━━ Source data ━━

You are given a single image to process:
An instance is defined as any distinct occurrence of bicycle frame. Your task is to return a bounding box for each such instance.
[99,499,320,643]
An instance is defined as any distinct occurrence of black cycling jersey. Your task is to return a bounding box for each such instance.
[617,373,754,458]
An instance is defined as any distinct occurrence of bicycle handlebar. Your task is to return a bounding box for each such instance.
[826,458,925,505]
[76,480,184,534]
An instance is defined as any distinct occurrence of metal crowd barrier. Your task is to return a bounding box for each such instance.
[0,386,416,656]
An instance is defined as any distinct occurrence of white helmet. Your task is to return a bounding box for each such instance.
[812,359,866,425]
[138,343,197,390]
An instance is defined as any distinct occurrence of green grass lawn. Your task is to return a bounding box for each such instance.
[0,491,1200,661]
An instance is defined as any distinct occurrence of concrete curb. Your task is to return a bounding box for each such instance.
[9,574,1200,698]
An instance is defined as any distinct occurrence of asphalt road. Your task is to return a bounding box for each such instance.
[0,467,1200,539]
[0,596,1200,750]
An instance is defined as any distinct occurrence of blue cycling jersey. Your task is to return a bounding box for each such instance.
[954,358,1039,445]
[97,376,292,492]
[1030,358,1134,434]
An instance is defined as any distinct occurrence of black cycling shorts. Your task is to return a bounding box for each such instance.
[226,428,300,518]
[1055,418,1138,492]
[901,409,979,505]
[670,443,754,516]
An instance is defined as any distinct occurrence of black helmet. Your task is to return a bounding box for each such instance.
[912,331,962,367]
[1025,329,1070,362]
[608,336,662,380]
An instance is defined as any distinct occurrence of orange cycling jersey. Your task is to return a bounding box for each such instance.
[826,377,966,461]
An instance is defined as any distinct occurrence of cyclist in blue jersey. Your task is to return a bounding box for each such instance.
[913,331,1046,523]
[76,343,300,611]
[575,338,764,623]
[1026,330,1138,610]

━━━

◆ **Set task**: Copy out the stretch from the start of the records through the line containing "[138,343,197,390]", requests included, and shift every bounding box coordinate in the answers by -132.

◆ **Task answer**:
You are given a single image to process:
An instance is defined as any distinct occurrence of bicycle frame. Your task is to return a bounding box for each such instance.
[-33,367,188,511]
An instance is defined as any distinct occurrence of black cycling jersey. Your task is to return a bounding box for each such instance.
[485,241,622,326]
An instance is defined as any distinct occurrence of bicycle handlebar. Your task is to return a bounding box for each such instance.
[694,326,793,373]
[-56,348,52,402]
An instance is defined as any distinct occurrence of metal crowd barrier. Your task is to return a bounding box for each such instance.
[-132,254,284,524]
An instance is defined as any distinct occurrence of white helmet. Your task is to return a bounding box for each such instance.
[680,227,734,293]
[6,211,65,258]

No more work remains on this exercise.